┌────────
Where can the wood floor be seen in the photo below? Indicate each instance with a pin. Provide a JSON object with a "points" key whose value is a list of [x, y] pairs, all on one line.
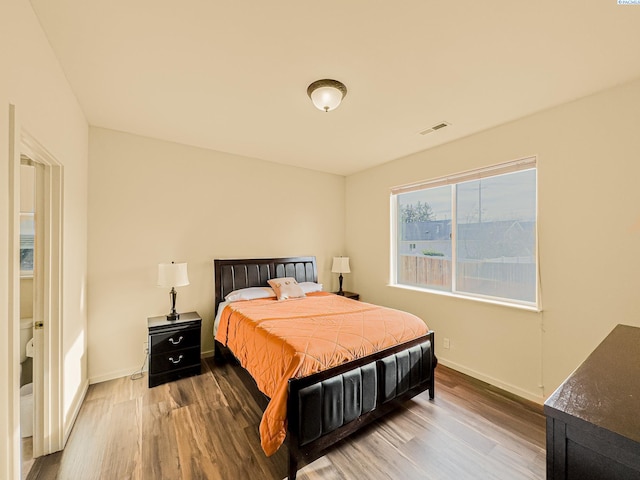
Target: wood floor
{"points": [[205, 427]]}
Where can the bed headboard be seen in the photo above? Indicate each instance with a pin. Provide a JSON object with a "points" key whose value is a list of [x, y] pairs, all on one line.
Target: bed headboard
{"points": [[230, 275]]}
└────────
## [The exercise]
Copy every record above exactly as written, but leave out the pictures.

## [Result for this exercise]
Where can the wood floor be seen in the photo below? Indicate each instance with a pin. Provide a JSON object with a "points" key whose value is a list of [x, y] pairs, all on one line.
Target: wood floor
{"points": [[205, 427]]}
Where can the bed headboard be seen in the photo above? Indicate each instance with a pin. Provide a JSON object with a "points" key whose value is a list of [x, y] pairs, all on one line.
Target: bed headboard
{"points": [[230, 275]]}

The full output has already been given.